Using the data below, return the stretch from the line that contains "Target: leaf reflection" through the line that contains "Target: water droplet", both included, exactly as it stands and nothing beyond it.

(DATA PROVIDED Opens)

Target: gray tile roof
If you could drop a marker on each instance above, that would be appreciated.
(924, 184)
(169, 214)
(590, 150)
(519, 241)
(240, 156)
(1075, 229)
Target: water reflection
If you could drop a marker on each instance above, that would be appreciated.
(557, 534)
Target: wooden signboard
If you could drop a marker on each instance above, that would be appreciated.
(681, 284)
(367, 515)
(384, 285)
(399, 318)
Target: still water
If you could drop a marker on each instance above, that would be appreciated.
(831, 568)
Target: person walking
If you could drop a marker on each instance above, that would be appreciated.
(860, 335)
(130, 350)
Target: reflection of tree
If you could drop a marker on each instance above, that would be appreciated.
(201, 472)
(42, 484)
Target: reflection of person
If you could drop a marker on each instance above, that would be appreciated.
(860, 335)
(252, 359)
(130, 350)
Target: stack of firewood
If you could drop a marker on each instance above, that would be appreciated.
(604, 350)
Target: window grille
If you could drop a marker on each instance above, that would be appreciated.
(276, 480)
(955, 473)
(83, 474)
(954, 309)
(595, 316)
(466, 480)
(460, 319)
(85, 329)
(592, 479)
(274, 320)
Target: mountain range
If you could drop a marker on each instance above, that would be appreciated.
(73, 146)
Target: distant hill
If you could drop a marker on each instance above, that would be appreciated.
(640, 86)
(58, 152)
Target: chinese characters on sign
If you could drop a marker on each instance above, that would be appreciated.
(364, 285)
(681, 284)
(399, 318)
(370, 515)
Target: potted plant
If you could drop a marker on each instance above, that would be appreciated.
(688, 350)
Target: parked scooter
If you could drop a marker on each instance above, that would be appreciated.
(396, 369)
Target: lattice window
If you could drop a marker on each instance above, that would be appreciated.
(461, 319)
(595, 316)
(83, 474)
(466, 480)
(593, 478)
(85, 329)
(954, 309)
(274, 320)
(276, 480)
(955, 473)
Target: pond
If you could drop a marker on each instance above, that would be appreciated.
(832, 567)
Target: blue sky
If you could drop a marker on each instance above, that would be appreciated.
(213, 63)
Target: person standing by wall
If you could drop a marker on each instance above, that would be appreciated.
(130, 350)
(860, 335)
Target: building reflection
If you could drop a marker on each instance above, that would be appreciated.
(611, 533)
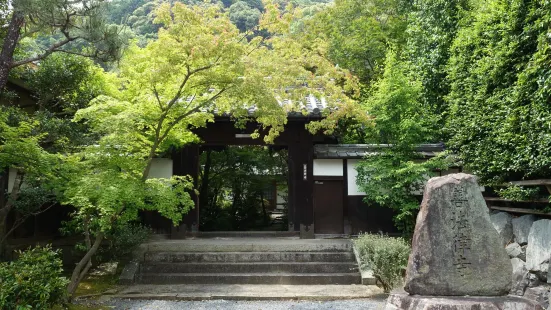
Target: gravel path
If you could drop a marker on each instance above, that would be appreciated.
(368, 304)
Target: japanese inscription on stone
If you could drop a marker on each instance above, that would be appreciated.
(461, 230)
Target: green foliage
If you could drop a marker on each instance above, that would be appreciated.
(387, 257)
(395, 179)
(244, 17)
(518, 193)
(500, 107)
(33, 281)
(121, 241)
(401, 118)
(237, 181)
(391, 177)
(20, 146)
(65, 83)
(358, 33)
(432, 27)
(81, 23)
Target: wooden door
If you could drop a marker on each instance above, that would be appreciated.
(328, 207)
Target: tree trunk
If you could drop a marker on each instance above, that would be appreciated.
(3, 229)
(5, 211)
(81, 268)
(264, 213)
(204, 194)
(10, 42)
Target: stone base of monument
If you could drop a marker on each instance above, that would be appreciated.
(403, 301)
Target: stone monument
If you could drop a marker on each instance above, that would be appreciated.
(457, 260)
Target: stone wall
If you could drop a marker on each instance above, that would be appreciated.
(527, 240)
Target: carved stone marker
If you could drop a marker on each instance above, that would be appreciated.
(456, 251)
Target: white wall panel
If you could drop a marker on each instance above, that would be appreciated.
(353, 189)
(328, 167)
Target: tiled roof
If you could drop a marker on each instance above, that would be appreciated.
(310, 107)
(361, 150)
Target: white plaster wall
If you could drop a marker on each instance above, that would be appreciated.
(352, 174)
(281, 197)
(161, 168)
(328, 167)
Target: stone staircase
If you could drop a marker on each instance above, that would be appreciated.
(262, 261)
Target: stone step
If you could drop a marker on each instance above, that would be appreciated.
(181, 257)
(249, 245)
(247, 267)
(250, 278)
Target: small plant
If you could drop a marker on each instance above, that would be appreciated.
(387, 257)
(122, 240)
(33, 281)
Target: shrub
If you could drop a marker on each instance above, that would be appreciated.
(387, 257)
(121, 241)
(33, 281)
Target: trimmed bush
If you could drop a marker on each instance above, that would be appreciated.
(33, 281)
(387, 257)
(121, 242)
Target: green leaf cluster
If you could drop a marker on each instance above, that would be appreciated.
(32, 281)
(385, 256)
(499, 120)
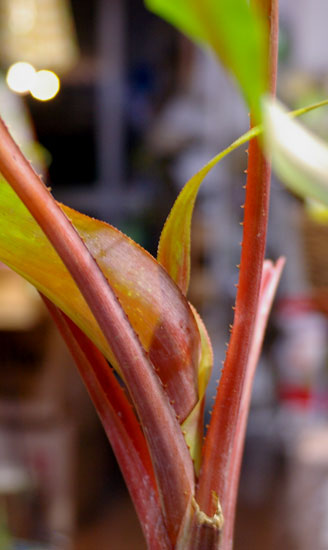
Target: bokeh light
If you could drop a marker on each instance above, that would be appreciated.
(20, 76)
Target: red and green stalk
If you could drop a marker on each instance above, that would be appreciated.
(154, 458)
(222, 448)
(171, 460)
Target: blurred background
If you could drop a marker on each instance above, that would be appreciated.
(117, 111)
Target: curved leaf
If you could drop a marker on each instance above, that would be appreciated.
(154, 305)
(299, 157)
(235, 32)
(174, 244)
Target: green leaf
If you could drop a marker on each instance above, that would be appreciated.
(298, 156)
(235, 32)
(193, 425)
(174, 244)
(158, 312)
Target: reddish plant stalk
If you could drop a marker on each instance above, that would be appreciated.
(171, 459)
(218, 473)
(121, 427)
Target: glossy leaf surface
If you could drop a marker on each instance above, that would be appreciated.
(298, 156)
(232, 29)
(174, 244)
(154, 305)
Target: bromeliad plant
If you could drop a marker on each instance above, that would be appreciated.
(115, 304)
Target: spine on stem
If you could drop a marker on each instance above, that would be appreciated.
(218, 477)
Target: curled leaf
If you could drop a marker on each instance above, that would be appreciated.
(233, 29)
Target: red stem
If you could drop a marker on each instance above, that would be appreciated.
(171, 459)
(121, 427)
(218, 473)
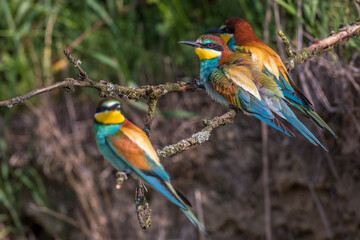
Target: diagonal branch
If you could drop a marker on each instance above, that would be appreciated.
(199, 137)
(341, 36)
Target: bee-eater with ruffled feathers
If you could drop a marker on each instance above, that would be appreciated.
(234, 78)
(240, 37)
(129, 150)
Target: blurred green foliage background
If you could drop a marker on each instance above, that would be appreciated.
(125, 42)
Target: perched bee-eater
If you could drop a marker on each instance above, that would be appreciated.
(234, 78)
(240, 37)
(129, 150)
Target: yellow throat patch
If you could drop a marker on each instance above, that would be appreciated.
(111, 117)
(205, 54)
(226, 37)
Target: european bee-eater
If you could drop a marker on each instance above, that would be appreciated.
(240, 37)
(234, 78)
(129, 150)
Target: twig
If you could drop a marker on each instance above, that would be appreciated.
(83, 75)
(320, 47)
(150, 115)
(143, 210)
(199, 137)
(200, 212)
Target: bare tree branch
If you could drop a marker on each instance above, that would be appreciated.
(320, 47)
(199, 137)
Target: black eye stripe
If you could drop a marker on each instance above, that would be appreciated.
(103, 108)
(214, 46)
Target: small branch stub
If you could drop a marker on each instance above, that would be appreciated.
(143, 210)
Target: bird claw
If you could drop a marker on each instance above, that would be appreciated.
(121, 177)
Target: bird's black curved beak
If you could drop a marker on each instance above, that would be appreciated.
(215, 30)
(191, 43)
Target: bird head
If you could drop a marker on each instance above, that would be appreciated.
(207, 47)
(108, 112)
(227, 30)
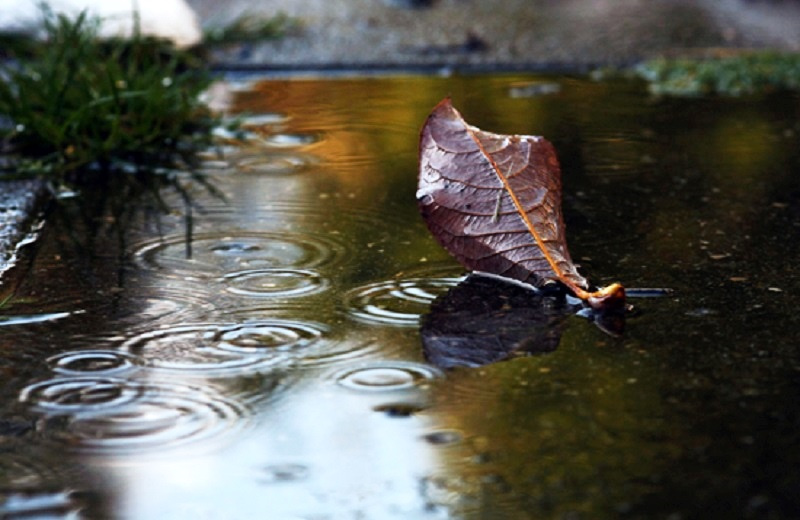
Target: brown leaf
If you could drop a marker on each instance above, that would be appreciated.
(494, 202)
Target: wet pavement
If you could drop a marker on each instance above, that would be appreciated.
(527, 34)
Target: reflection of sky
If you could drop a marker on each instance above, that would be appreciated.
(315, 448)
(323, 452)
(686, 399)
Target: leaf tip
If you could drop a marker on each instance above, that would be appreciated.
(608, 299)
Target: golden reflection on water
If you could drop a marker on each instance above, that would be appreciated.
(312, 278)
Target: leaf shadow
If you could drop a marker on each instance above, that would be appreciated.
(486, 319)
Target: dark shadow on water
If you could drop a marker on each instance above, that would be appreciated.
(486, 319)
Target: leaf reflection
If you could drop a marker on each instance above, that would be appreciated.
(486, 319)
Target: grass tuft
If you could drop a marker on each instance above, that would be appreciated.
(737, 75)
(84, 113)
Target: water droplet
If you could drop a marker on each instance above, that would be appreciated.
(216, 349)
(271, 283)
(94, 362)
(387, 376)
(396, 302)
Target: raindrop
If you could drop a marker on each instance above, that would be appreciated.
(396, 302)
(395, 375)
(94, 362)
(216, 349)
(270, 283)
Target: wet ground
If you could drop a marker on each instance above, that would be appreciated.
(514, 34)
(285, 370)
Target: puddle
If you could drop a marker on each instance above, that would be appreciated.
(319, 356)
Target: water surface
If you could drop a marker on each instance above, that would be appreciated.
(279, 372)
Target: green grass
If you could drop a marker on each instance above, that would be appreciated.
(252, 28)
(737, 75)
(84, 113)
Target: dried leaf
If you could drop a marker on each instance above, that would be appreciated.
(494, 202)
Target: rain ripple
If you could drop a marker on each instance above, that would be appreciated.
(94, 362)
(105, 416)
(396, 302)
(217, 254)
(270, 283)
(222, 350)
(387, 376)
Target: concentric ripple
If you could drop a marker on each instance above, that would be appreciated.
(94, 362)
(215, 349)
(286, 140)
(387, 376)
(396, 302)
(162, 416)
(39, 504)
(276, 163)
(270, 283)
(221, 254)
(70, 395)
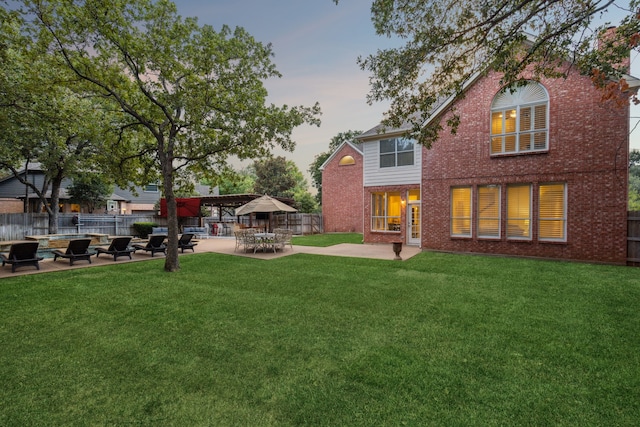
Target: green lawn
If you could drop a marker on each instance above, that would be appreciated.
(327, 239)
(439, 339)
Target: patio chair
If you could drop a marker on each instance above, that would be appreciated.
(77, 250)
(283, 237)
(22, 253)
(186, 243)
(249, 240)
(119, 247)
(155, 244)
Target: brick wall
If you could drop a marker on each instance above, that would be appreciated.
(342, 188)
(588, 150)
(386, 236)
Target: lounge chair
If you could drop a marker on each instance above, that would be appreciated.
(22, 253)
(155, 244)
(119, 247)
(78, 249)
(186, 243)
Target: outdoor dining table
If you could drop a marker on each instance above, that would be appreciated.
(267, 241)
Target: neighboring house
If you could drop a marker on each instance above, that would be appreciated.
(342, 189)
(122, 201)
(541, 171)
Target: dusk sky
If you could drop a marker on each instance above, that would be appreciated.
(316, 44)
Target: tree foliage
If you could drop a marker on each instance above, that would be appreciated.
(444, 43)
(279, 177)
(47, 118)
(275, 176)
(190, 96)
(91, 190)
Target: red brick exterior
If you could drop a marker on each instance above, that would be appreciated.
(387, 236)
(342, 188)
(11, 206)
(588, 150)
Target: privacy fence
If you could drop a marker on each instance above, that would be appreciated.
(15, 226)
(633, 238)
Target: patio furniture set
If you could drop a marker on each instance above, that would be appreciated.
(26, 253)
(252, 240)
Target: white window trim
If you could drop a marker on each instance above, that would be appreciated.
(395, 153)
(483, 236)
(452, 218)
(504, 102)
(564, 218)
(530, 237)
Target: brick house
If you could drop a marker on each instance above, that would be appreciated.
(342, 188)
(541, 171)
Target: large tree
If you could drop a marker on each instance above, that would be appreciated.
(192, 96)
(442, 44)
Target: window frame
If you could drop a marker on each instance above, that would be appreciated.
(454, 217)
(529, 96)
(528, 218)
(383, 216)
(480, 216)
(149, 188)
(396, 153)
(563, 218)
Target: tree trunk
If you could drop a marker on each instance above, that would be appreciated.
(171, 262)
(56, 183)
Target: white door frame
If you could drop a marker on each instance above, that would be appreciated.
(414, 229)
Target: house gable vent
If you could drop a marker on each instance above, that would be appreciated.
(532, 92)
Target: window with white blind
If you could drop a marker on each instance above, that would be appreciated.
(489, 211)
(386, 211)
(461, 212)
(396, 152)
(552, 215)
(519, 211)
(519, 120)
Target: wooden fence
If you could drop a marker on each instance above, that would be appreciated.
(15, 226)
(633, 238)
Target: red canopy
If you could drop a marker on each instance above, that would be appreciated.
(187, 207)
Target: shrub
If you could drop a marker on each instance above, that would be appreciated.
(143, 229)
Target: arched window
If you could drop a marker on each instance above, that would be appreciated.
(347, 160)
(520, 120)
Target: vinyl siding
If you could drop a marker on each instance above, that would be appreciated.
(374, 175)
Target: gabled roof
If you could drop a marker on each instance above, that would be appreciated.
(353, 144)
(377, 131)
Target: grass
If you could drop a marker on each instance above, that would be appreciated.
(439, 339)
(327, 239)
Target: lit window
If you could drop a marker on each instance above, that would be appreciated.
(519, 120)
(396, 152)
(347, 160)
(414, 195)
(461, 211)
(553, 213)
(519, 212)
(489, 211)
(386, 210)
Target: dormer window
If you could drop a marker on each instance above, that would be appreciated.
(396, 152)
(520, 120)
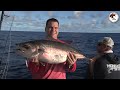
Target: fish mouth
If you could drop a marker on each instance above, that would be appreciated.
(19, 50)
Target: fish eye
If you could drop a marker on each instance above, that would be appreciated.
(26, 46)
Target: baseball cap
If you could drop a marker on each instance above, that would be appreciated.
(107, 41)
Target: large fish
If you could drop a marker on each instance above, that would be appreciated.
(52, 52)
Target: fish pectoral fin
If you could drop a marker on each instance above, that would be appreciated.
(40, 51)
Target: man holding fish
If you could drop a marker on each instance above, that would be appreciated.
(52, 57)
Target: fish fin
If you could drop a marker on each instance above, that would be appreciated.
(40, 51)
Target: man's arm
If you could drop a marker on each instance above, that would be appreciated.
(71, 62)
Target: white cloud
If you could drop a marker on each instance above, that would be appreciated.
(77, 13)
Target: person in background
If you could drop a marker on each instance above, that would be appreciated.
(106, 65)
(52, 71)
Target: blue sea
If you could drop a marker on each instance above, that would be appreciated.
(12, 66)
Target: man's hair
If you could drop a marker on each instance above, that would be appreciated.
(52, 20)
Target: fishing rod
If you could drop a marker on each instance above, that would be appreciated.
(1, 19)
(8, 57)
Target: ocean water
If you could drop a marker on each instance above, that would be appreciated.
(12, 66)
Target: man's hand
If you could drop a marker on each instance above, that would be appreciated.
(71, 59)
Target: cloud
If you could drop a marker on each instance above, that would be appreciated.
(77, 13)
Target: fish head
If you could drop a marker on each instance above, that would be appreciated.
(27, 49)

(DATA PROVIDED Closes)

ANSWER TO THE PROBLEM:
Target: leaf reflection
If you could drop a marker on each instance above, that would be appreciated.
(486, 319)
Target: grass tuft
If you could drop a marker on each instance above, that would be appreciated.
(737, 75)
(84, 113)
Target: water droplet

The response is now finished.